Records contained in a dataset
● ● ●

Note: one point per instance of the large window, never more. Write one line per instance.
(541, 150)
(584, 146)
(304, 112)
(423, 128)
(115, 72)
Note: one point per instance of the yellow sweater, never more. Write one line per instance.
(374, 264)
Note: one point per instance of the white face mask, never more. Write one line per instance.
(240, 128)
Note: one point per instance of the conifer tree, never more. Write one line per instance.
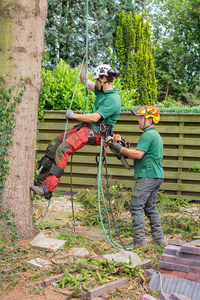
(134, 53)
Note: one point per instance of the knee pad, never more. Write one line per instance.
(55, 170)
(45, 163)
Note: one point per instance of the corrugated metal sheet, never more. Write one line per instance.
(169, 284)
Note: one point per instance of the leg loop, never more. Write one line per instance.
(55, 170)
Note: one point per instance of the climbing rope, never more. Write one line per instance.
(86, 61)
(101, 196)
(71, 157)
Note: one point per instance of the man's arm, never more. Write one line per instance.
(89, 118)
(131, 153)
(91, 84)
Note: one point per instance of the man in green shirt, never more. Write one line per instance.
(93, 127)
(148, 174)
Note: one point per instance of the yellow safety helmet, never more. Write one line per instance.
(148, 111)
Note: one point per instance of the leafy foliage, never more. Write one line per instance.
(65, 32)
(8, 107)
(59, 87)
(134, 53)
(177, 39)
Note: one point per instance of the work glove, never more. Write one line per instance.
(115, 147)
(83, 54)
(69, 114)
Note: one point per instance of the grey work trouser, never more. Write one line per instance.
(143, 200)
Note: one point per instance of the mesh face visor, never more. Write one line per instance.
(148, 111)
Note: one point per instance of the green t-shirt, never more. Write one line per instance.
(150, 164)
(108, 105)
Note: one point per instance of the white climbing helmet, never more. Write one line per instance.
(101, 70)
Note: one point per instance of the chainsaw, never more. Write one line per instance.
(116, 138)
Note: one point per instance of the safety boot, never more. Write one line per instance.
(41, 190)
(160, 242)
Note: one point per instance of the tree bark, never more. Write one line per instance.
(22, 25)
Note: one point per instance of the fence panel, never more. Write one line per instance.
(181, 138)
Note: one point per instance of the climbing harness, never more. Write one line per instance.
(105, 131)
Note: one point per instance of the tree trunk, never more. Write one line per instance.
(21, 50)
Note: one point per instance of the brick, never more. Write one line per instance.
(188, 256)
(163, 296)
(175, 242)
(193, 277)
(166, 265)
(171, 249)
(175, 296)
(49, 280)
(173, 273)
(181, 268)
(194, 270)
(149, 272)
(190, 262)
(146, 264)
(147, 297)
(169, 258)
(191, 248)
(106, 288)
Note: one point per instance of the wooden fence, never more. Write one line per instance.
(181, 138)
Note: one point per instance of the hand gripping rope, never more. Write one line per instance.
(102, 158)
(86, 108)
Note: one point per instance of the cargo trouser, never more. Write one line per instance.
(59, 152)
(143, 200)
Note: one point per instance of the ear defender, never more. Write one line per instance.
(113, 72)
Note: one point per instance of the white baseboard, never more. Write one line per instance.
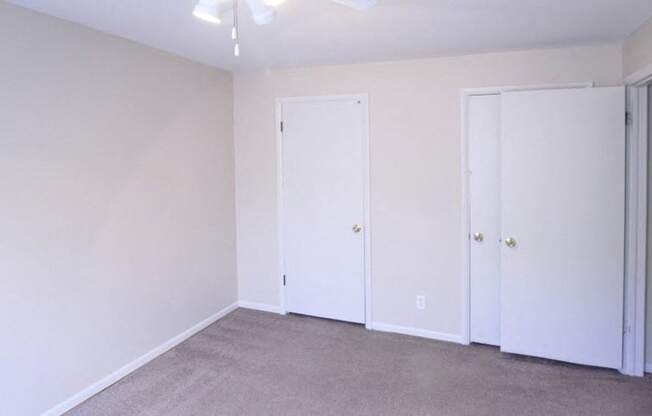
(416, 332)
(100, 385)
(263, 307)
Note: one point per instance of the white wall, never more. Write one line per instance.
(415, 167)
(648, 319)
(117, 214)
(637, 50)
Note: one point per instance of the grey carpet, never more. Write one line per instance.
(254, 363)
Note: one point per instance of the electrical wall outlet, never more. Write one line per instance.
(421, 302)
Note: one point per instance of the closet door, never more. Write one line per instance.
(563, 219)
(484, 210)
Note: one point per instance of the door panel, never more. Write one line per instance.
(563, 176)
(323, 198)
(484, 194)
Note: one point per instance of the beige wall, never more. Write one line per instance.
(415, 167)
(117, 215)
(637, 50)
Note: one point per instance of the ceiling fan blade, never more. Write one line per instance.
(261, 12)
(358, 4)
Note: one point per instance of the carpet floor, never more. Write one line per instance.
(255, 363)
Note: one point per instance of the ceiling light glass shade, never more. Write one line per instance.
(208, 10)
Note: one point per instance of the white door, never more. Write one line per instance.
(484, 206)
(563, 200)
(323, 208)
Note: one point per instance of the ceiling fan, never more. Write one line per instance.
(262, 11)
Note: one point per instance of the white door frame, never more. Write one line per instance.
(364, 101)
(636, 257)
(633, 359)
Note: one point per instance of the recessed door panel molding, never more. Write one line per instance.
(563, 222)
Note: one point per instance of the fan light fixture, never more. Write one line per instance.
(262, 11)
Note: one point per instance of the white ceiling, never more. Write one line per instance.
(309, 32)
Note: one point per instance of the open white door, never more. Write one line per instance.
(323, 213)
(563, 199)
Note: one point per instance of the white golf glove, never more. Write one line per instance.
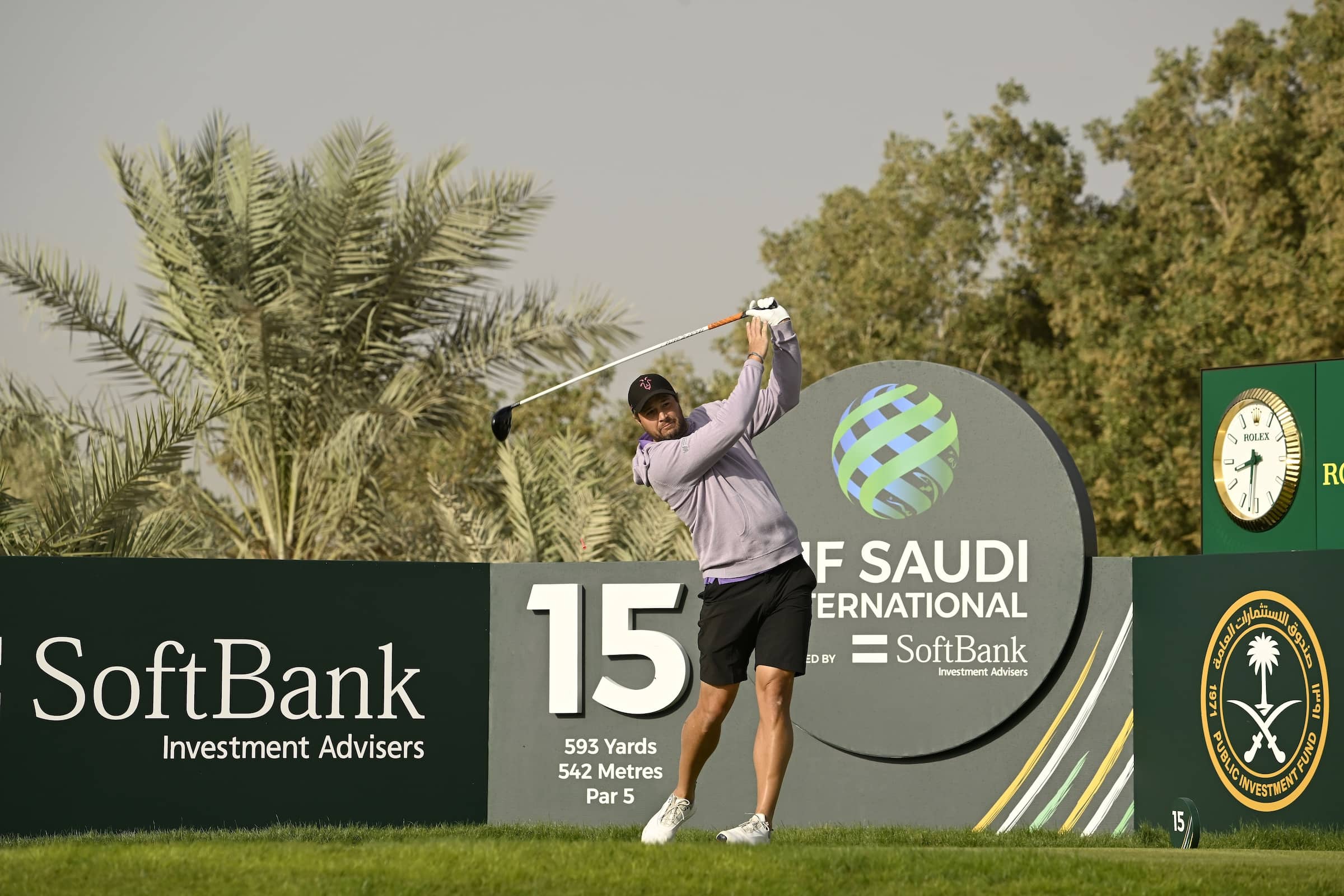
(769, 311)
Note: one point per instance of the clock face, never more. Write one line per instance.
(1257, 460)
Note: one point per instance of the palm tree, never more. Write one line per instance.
(558, 504)
(337, 311)
(1264, 657)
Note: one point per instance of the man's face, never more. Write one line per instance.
(662, 418)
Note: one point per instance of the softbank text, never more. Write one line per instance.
(300, 703)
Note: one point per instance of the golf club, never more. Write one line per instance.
(503, 419)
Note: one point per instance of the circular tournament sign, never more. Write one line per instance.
(949, 531)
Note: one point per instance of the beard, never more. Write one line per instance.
(675, 435)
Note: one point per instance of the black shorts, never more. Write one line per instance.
(769, 613)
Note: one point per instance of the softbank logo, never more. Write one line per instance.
(303, 702)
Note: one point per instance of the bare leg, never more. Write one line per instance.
(774, 735)
(701, 734)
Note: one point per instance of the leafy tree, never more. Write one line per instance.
(988, 253)
(354, 308)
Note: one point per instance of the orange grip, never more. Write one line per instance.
(729, 320)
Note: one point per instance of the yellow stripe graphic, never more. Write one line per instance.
(1045, 742)
(1101, 773)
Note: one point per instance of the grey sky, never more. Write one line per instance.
(671, 132)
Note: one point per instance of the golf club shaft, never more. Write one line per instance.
(652, 348)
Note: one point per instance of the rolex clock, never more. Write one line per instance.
(1257, 460)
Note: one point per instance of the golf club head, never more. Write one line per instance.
(502, 422)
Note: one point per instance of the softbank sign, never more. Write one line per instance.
(233, 693)
(949, 534)
(267, 691)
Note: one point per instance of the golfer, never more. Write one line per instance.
(757, 586)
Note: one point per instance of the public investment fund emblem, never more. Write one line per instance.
(894, 450)
(1265, 700)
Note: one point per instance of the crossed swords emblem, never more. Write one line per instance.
(1264, 657)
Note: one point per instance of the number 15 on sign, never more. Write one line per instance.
(620, 638)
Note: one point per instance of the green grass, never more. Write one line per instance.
(561, 859)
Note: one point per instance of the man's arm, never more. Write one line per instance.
(785, 379)
(682, 463)
(690, 457)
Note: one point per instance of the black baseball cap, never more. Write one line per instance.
(646, 388)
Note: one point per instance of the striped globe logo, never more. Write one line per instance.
(894, 450)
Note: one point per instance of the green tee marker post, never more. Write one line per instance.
(1184, 827)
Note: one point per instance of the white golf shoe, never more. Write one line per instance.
(753, 832)
(663, 827)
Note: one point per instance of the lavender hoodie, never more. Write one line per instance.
(711, 476)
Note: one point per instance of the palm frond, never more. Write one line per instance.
(93, 507)
(142, 356)
(515, 332)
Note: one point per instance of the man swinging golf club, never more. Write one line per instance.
(757, 586)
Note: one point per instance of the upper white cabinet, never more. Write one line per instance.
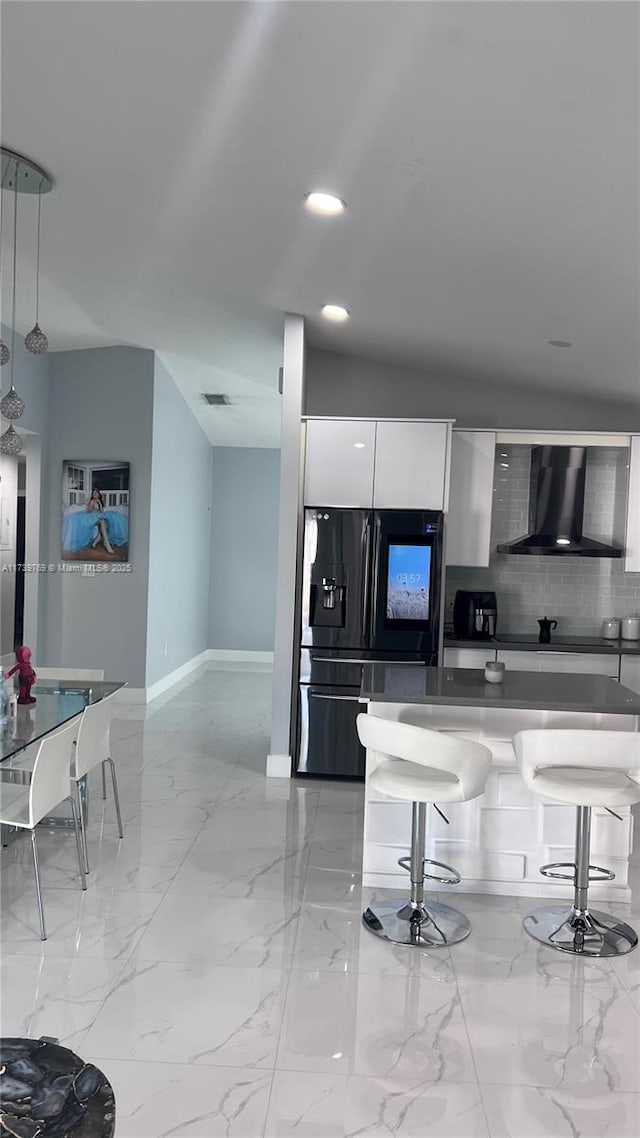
(339, 462)
(632, 542)
(411, 466)
(353, 462)
(470, 497)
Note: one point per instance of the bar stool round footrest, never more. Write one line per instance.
(582, 932)
(596, 872)
(433, 925)
(453, 877)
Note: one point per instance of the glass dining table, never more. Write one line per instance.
(57, 701)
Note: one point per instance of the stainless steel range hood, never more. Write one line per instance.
(556, 508)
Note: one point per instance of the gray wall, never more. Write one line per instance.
(31, 378)
(180, 533)
(244, 546)
(341, 385)
(577, 592)
(101, 406)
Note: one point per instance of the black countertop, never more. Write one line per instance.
(538, 691)
(525, 642)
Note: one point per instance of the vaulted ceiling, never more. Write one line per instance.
(487, 153)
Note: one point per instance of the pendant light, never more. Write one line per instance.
(35, 340)
(21, 175)
(11, 406)
(5, 354)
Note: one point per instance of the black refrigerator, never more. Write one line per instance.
(370, 591)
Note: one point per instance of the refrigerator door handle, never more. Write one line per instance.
(375, 574)
(345, 659)
(345, 699)
(367, 583)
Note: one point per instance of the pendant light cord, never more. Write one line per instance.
(15, 248)
(38, 254)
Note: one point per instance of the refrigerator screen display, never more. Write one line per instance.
(408, 582)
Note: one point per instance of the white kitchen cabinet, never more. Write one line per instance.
(632, 538)
(470, 497)
(411, 466)
(339, 462)
(468, 657)
(630, 671)
(593, 664)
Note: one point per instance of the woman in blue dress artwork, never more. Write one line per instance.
(93, 526)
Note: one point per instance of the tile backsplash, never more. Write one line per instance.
(576, 592)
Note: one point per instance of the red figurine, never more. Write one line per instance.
(26, 675)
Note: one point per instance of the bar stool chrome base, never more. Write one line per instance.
(424, 926)
(581, 932)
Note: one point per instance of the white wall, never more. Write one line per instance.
(244, 547)
(180, 533)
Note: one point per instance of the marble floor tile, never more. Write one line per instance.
(333, 938)
(174, 1101)
(344, 1106)
(178, 1013)
(92, 923)
(54, 996)
(218, 970)
(628, 971)
(357, 1023)
(230, 931)
(249, 872)
(481, 959)
(539, 1112)
(267, 825)
(572, 1038)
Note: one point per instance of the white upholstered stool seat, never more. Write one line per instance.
(581, 786)
(581, 768)
(418, 765)
(402, 780)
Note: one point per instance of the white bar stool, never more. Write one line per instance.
(421, 766)
(582, 768)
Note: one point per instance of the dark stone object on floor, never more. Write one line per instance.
(48, 1091)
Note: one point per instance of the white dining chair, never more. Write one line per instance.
(92, 748)
(23, 807)
(24, 760)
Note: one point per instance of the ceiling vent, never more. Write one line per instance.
(215, 400)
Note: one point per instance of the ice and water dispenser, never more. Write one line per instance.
(328, 598)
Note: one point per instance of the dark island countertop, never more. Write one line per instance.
(392, 683)
(526, 642)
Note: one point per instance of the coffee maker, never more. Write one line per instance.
(475, 615)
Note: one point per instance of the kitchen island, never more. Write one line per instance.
(498, 841)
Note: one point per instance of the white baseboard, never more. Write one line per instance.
(175, 676)
(239, 656)
(213, 654)
(131, 695)
(278, 766)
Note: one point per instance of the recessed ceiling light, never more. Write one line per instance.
(328, 205)
(335, 312)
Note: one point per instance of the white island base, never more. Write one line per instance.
(498, 841)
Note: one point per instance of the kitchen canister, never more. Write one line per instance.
(630, 627)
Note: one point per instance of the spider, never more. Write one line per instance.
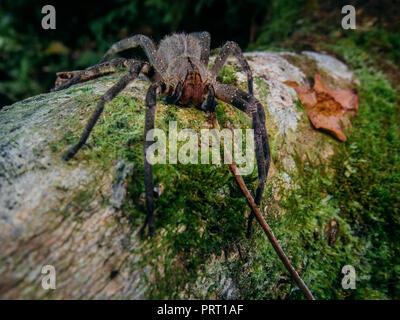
(179, 71)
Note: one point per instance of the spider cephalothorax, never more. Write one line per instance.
(178, 70)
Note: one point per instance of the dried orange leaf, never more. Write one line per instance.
(325, 107)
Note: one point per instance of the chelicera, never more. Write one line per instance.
(178, 70)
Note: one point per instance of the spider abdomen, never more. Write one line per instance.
(193, 90)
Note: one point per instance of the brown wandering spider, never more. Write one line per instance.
(178, 70)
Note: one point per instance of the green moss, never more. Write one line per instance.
(359, 188)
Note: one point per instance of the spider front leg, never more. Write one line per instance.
(205, 40)
(94, 72)
(233, 48)
(247, 103)
(105, 99)
(151, 100)
(145, 43)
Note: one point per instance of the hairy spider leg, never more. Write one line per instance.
(205, 40)
(105, 99)
(97, 71)
(146, 44)
(251, 106)
(233, 48)
(151, 100)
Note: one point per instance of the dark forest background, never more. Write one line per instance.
(30, 56)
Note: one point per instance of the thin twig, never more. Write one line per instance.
(261, 220)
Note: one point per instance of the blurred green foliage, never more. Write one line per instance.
(30, 56)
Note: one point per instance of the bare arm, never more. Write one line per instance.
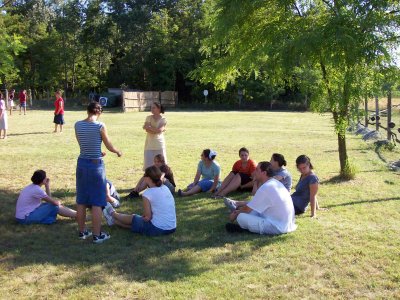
(196, 177)
(215, 183)
(241, 209)
(107, 142)
(146, 209)
(313, 199)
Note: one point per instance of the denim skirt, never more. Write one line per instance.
(91, 182)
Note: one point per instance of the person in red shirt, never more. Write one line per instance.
(22, 101)
(240, 176)
(59, 111)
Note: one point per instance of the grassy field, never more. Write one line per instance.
(350, 251)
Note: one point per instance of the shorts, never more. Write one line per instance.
(91, 182)
(149, 157)
(244, 178)
(206, 184)
(46, 213)
(147, 228)
(59, 119)
(170, 186)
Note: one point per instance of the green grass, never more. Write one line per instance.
(350, 251)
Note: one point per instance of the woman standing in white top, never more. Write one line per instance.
(154, 126)
(159, 216)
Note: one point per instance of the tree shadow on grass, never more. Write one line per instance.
(29, 133)
(363, 202)
(187, 252)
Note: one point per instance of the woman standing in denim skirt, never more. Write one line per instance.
(90, 172)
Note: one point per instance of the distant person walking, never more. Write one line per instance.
(11, 95)
(3, 118)
(22, 101)
(59, 111)
(90, 172)
(154, 126)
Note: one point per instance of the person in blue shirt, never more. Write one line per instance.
(209, 171)
(307, 187)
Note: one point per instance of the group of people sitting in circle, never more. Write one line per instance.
(271, 210)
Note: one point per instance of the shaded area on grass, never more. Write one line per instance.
(363, 202)
(138, 258)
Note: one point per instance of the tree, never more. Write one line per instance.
(339, 40)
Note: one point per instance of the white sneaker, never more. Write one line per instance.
(230, 204)
(98, 239)
(115, 204)
(107, 212)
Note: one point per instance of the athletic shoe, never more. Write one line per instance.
(98, 239)
(83, 235)
(233, 228)
(107, 212)
(115, 203)
(133, 195)
(230, 204)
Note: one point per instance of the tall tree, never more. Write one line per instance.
(339, 39)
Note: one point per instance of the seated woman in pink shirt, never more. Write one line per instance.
(30, 208)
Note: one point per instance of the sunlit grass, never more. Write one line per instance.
(352, 250)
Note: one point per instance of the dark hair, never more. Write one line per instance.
(38, 176)
(266, 166)
(206, 153)
(154, 174)
(304, 159)
(279, 158)
(160, 107)
(160, 157)
(244, 149)
(94, 108)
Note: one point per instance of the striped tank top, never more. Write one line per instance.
(89, 138)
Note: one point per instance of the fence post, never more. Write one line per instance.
(389, 115)
(366, 112)
(377, 113)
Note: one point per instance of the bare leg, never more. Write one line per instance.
(141, 185)
(81, 217)
(224, 184)
(123, 218)
(96, 219)
(66, 212)
(232, 185)
(194, 190)
(120, 224)
(255, 188)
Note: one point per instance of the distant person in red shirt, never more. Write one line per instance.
(22, 101)
(59, 111)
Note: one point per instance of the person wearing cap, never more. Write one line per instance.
(209, 171)
(270, 211)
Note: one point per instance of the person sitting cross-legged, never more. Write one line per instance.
(159, 216)
(31, 210)
(270, 211)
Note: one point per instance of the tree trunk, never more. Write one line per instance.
(389, 116)
(366, 111)
(342, 152)
(377, 113)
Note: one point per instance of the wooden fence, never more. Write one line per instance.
(141, 101)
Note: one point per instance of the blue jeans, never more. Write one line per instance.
(147, 228)
(46, 213)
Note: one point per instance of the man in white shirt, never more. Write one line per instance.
(270, 211)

● ● ●

• What is expected
Reproduce the lines from the one containing "Note: one point per instance of the distant person in" to the end of the entries, keeping both ends and adding nothing.

• Solution for this exercise
Note: one point per instance of the distant person in red shirt, never more. Write one line per instance.
(22, 101)
(59, 111)
Note: one point per instance of the person wearing cap, never more. Write one line per instance.
(209, 171)
(270, 211)
Note: one point per instance of the person sitting cross-legged, never more. Write one line per instance.
(159, 216)
(31, 210)
(270, 211)
Note: one point per instance of the tree trunk, never more. Write one line per instance.
(389, 116)
(366, 111)
(342, 152)
(377, 113)
Note: one point per instance of the wooden fence, never more. Write one line per instance.
(141, 101)
Note: one point per instance of the blue jeans, never more. Write one line per instance.
(147, 228)
(46, 213)
Note: one point per instance of the man in white shirt, never more. Write one line per instance.
(270, 211)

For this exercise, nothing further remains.